_Source passage_
Created on 2020-05-16 by the reprex package (v0.3.0)

Peter
  • 11,500
  • 5
  • 21
  • 31
2

I think Peter is definitely on the right track. However, I understand the OP to be asking for the individual Values be ordered by Value within each Segment. I've made Grp a factor such that Grp is ordered in decreasing size of the largest Value in a Grp. The code would look like:

  repro_ord <- repro_df %>% arrange(desc(Value)) %>% 
            mutate(Value_ord = row_number(), Grp = as_factor(as.character(Grp)) )
  p <- ggplot(repro_ord, aes(x = Segment, y = Value) ) +
            geom_col( aes( fill = Grp, group = rev(Value_ord) ),color = "black")

  bar_tot <- repro_ord %>% group_by(Segment) %>% summarize(Total = sum(Value, na.rm = TRUE)) %>% 
          ungroup() %>% mutate_if(., is.numeric, round, 0)

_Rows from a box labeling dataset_
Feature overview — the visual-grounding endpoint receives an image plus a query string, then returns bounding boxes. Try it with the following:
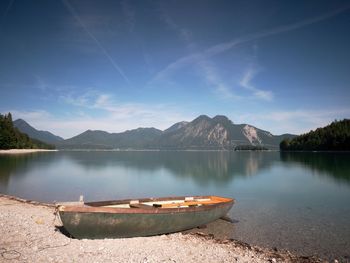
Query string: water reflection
[280,152,350,184]
[0,151,279,189]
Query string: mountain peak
[213,115,233,123]
[192,115,212,123]
[13,119,63,144]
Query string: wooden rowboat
[57,196,234,239]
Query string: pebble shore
[0,195,324,263]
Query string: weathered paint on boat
[59,197,234,239]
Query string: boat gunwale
[58,196,235,214]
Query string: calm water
[0,152,350,260]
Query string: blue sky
[0,0,350,138]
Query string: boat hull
[59,198,233,239]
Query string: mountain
[0,113,54,149]
[56,115,294,150]
[157,115,293,150]
[56,128,162,149]
[280,119,350,151]
[13,119,63,144]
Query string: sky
[0,0,350,138]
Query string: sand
[0,195,321,262]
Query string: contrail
[153,5,350,80]
[2,0,15,21]
[205,5,350,56]
[62,0,131,86]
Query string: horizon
[0,0,350,139]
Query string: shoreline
[0,149,58,154]
[0,194,326,263]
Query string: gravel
[0,195,320,262]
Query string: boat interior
[56,196,233,209]
[99,196,232,209]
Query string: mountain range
[14,115,295,150]
[13,119,64,144]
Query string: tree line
[280,119,350,151]
[0,113,55,150]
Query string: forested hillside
[0,113,55,149]
[280,119,350,151]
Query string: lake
[0,151,350,260]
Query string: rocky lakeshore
[0,195,322,262]
[0,149,57,154]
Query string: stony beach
[0,149,58,154]
[0,195,322,262]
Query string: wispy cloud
[29,89,195,138]
[120,0,135,33]
[151,6,238,99]
[153,5,350,91]
[62,0,131,86]
[239,66,273,101]
[232,108,350,135]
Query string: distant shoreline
[0,149,58,154]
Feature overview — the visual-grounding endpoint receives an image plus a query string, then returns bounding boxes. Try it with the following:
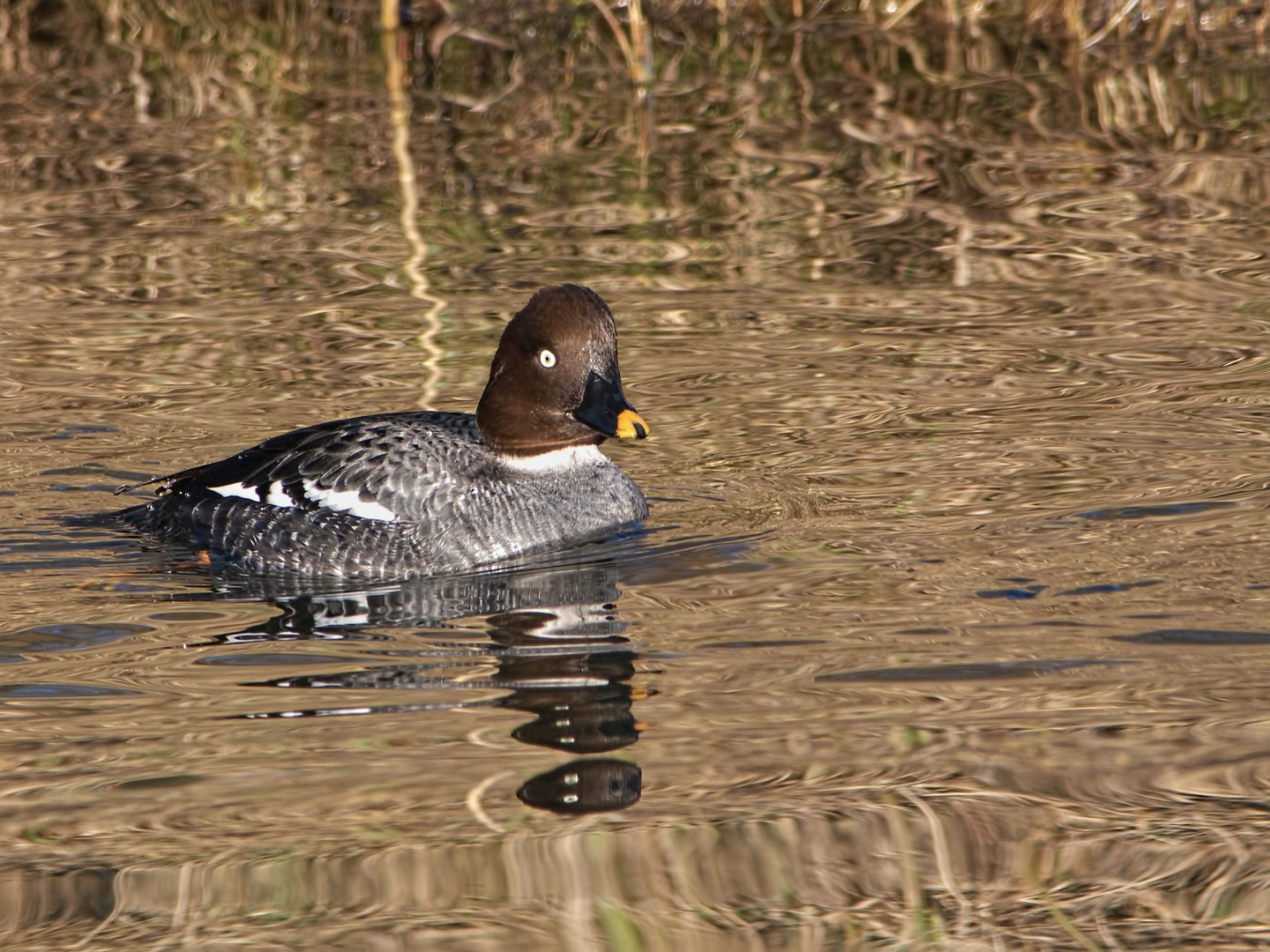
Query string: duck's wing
[119,412,489,522]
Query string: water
[0,4,1270,949]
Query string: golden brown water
[0,3,1270,949]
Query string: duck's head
[476,285,649,456]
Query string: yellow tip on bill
[617,410,649,439]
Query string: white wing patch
[208,480,296,509]
[208,482,260,502]
[302,480,396,522]
[499,443,609,472]
[265,480,296,509]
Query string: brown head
[476,285,647,456]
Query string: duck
[116,285,649,579]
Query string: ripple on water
[0,681,141,701]
[0,622,153,664]
[817,658,1126,681]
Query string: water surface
[0,4,1270,949]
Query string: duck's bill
[572,370,649,439]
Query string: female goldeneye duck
[118,285,649,577]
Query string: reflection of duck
[161,533,762,814]
[119,285,647,577]
[195,562,649,814]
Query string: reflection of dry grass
[0,0,1267,297]
[7,777,1270,949]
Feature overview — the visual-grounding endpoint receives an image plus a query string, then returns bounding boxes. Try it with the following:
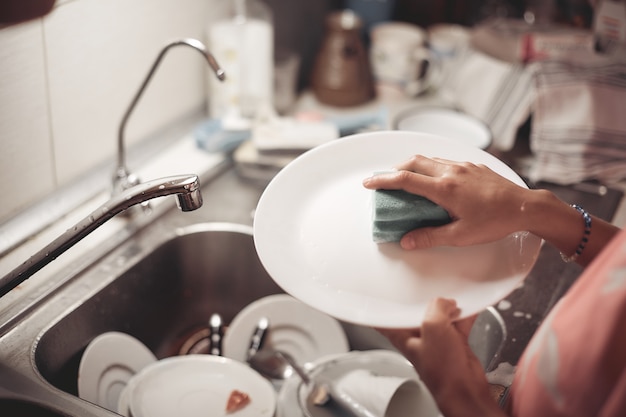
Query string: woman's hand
[379,298,505,417]
[363,155,530,249]
[363,155,620,266]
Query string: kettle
[311,9,375,107]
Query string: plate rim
[253,131,541,328]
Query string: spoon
[248,349,330,405]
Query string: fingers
[363,155,441,192]
[424,297,461,324]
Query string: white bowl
[124,355,276,417]
[396,107,492,149]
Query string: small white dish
[222,294,350,365]
[128,355,276,417]
[78,332,157,411]
[276,349,440,417]
[396,107,492,149]
[254,131,541,328]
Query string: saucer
[126,354,276,417]
[78,332,157,411]
[222,294,349,364]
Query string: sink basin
[0,167,506,417]
[35,223,282,394]
[34,218,503,395]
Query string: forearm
[520,190,619,266]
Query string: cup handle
[407,47,442,96]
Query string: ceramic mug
[334,369,439,417]
[370,22,440,97]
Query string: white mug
[334,369,439,417]
[370,22,440,97]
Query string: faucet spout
[113,38,226,194]
[0,175,202,297]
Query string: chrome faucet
[0,175,202,297]
[0,39,225,297]
[113,39,226,195]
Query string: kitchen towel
[528,52,626,184]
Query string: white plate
[128,355,276,417]
[223,294,349,364]
[396,107,492,149]
[276,349,440,417]
[254,131,541,327]
[78,332,157,411]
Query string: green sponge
[372,190,452,243]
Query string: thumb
[400,225,450,250]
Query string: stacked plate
[78,294,349,417]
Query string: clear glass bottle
[206,0,274,119]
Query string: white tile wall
[0,21,55,219]
[0,0,219,222]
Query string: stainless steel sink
[35,223,281,394]
[0,167,505,417]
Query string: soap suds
[487,362,516,387]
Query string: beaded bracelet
[561,204,591,262]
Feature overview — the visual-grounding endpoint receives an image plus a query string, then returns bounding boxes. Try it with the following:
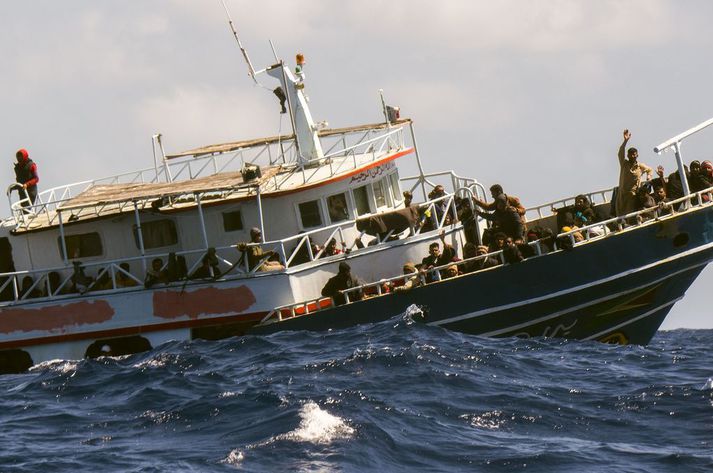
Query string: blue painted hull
[254,207,713,344]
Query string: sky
[0,0,713,329]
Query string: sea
[0,307,713,473]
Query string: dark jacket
[15,149,40,188]
[322,273,364,305]
[478,207,525,239]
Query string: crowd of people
[322,130,713,305]
[15,130,713,304]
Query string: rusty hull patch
[153,286,255,319]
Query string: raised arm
[619,130,631,166]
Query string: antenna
[220,0,258,84]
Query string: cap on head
[15,148,30,161]
[403,262,416,273]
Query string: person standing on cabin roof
[295,53,307,89]
[15,148,40,207]
[616,130,653,216]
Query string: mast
[221,0,324,168]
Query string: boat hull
[253,208,713,344]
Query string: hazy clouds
[0,0,713,326]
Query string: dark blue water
[0,308,713,472]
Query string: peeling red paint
[153,286,255,319]
[0,300,114,333]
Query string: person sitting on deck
[238,227,285,271]
[636,186,657,222]
[322,261,364,305]
[421,230,458,282]
[144,258,168,289]
[689,161,713,195]
[189,247,220,279]
[475,194,525,240]
[475,184,525,218]
[653,184,672,217]
[443,264,460,279]
[615,130,653,217]
[322,238,342,258]
[391,262,421,292]
[403,191,413,208]
[116,262,138,287]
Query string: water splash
[281,401,354,444]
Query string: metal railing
[7,127,405,228]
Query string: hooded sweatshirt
[15,148,40,187]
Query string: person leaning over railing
[238,227,285,271]
[322,261,364,305]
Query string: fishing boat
[0,14,713,373]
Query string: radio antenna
[220,0,259,85]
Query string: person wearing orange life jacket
[15,148,40,207]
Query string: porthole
[673,233,690,248]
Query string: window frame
[324,189,354,224]
[57,230,106,261]
[220,208,245,233]
[131,218,181,251]
[371,176,393,212]
[295,197,327,230]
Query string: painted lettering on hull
[0,300,114,333]
[153,286,255,319]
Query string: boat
[0,13,713,373]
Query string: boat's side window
[57,232,104,259]
[223,210,243,232]
[352,186,371,215]
[297,200,322,228]
[389,172,404,202]
[327,193,349,223]
[134,219,178,250]
[373,178,389,208]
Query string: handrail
[654,118,713,154]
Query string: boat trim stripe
[430,242,713,324]
[584,296,683,340]
[0,311,267,350]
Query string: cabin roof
[60,166,281,211]
[166,118,411,159]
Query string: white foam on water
[280,401,354,444]
[30,360,79,374]
[221,449,245,466]
[401,304,423,325]
[702,378,713,391]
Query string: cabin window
[57,232,104,259]
[352,186,371,215]
[223,210,243,232]
[389,173,403,202]
[327,194,349,223]
[298,200,322,228]
[374,179,388,208]
[134,219,178,250]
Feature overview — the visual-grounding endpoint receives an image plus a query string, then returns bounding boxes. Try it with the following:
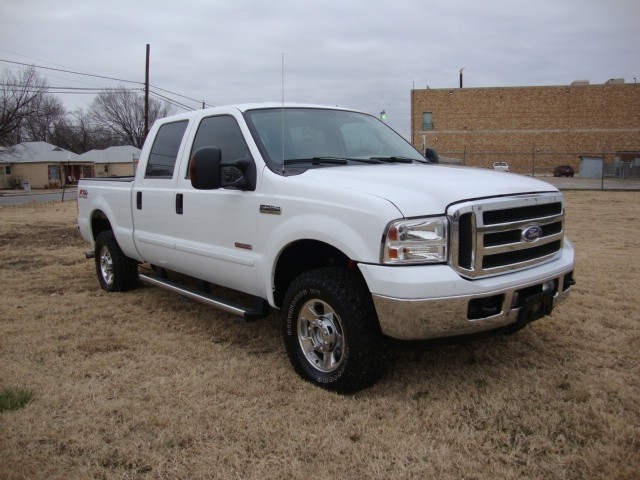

_Task prompt_
Using the forum excerpt on ordering stacked bars, please say how Grp is ordered once it is made a factor.

_The response_
Grp is ordered in decreasing size of the largest Value in a Grp.